TO DO:
Transcribe exactly the line that contains "the red dirt" and each line that comes after it in the material, the last line included, and nothing more.

[TASK MATERIAL — start]

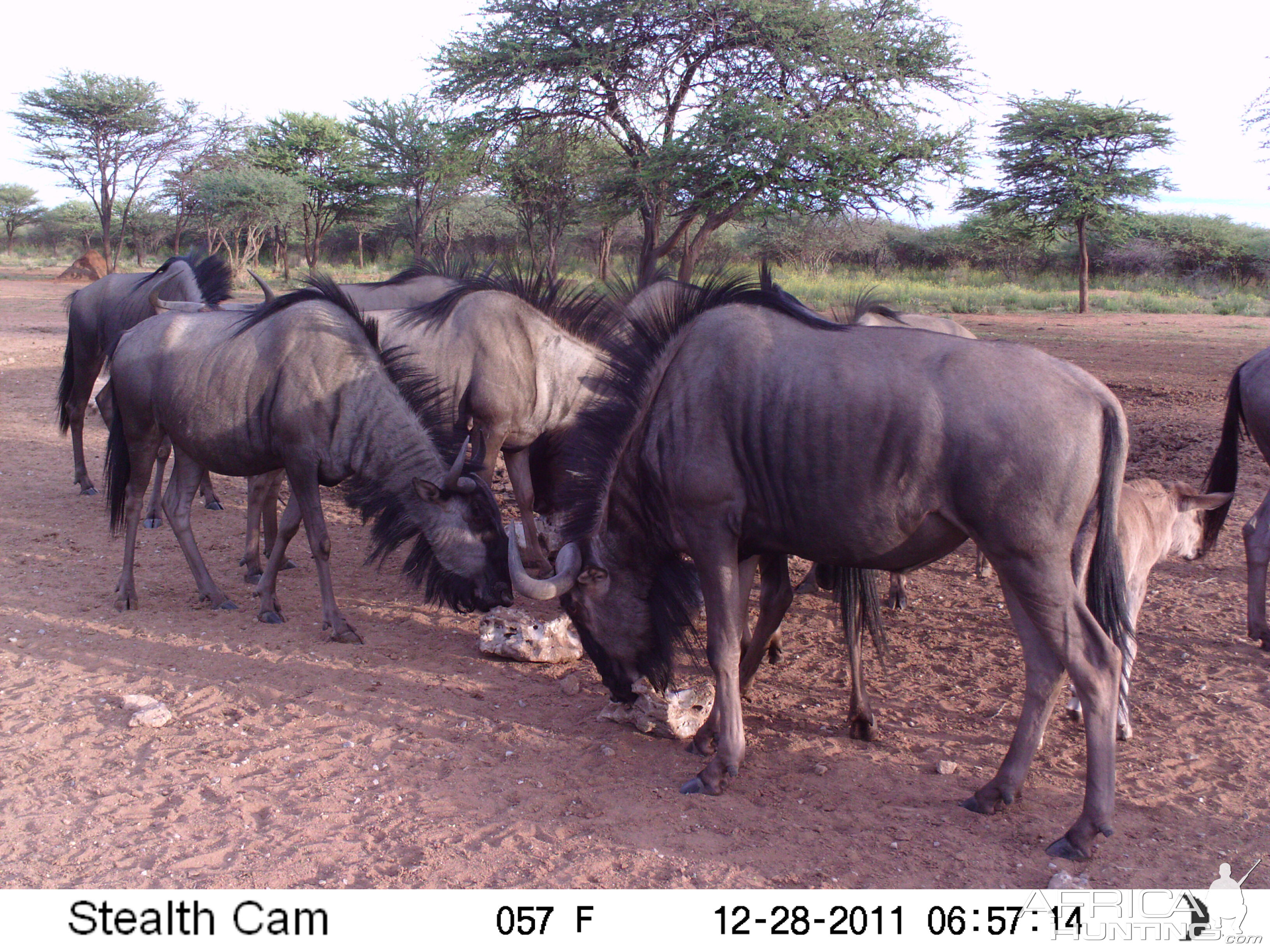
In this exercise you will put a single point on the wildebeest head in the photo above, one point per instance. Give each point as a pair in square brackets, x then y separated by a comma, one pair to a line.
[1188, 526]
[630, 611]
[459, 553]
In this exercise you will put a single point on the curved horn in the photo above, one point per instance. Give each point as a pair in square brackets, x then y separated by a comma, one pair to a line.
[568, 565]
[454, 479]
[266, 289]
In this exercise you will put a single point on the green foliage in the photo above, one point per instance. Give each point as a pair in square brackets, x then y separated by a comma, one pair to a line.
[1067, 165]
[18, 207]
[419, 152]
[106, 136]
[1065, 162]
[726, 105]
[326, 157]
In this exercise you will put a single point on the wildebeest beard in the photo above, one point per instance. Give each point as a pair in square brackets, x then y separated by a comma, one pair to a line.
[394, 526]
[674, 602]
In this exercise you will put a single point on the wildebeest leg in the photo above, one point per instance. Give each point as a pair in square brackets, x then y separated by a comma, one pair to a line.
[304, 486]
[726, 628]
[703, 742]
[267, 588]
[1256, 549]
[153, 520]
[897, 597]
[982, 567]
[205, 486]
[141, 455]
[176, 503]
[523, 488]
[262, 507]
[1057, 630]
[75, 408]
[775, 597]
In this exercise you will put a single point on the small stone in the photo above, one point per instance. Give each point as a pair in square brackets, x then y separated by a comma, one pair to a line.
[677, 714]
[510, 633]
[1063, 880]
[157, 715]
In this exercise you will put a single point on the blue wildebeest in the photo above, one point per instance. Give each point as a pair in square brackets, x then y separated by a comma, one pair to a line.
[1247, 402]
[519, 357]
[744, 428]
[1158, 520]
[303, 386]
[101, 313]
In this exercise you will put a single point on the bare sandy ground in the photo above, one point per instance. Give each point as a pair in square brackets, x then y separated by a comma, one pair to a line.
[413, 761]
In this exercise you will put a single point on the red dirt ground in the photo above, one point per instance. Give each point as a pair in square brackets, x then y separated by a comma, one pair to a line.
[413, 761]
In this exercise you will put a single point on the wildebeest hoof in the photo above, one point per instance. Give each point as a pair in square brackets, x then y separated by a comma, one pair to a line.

[TASK MATERIAL — finish]

REPLY:
In this exercise you will put a single point on the red dirt ground in the photo above, one point per instance. Give each point as a pair in square brackets, x then y separated by a comma, one pair to a line.
[413, 761]
In this exercise you will put a single point on the wildebeest hoof in the photo above, one point per instance. Give each point as a pair in square brackets, x then y separated by a comma, one pair to a line.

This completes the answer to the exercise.